_SHORT EXERCISE_. Select and copy every line in the items below that contains the string "bounding". Case counts.

(Image entries for named regions)
━━━━━━━━

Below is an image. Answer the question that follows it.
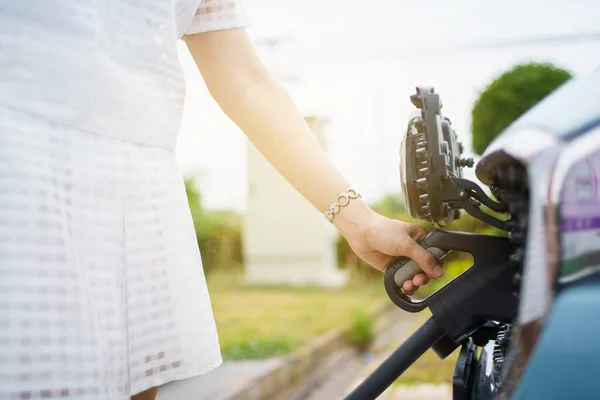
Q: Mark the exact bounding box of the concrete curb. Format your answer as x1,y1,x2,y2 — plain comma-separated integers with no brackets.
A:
229,301,395,400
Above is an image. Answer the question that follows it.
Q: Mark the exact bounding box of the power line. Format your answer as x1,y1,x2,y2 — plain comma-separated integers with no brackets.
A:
386,32,600,57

━━━━━━━━

_WRITTEN RESPONSE_.
Q: Mark the exact bounding box of the concrete curb. Format your answer as x1,y1,x2,y2 — plain comma-separated integers with no brackets.
Q: Mark the exact bounding box of the power line. Format your answer as x1,y1,x2,y2 — plain comma-separated integers with no brackets.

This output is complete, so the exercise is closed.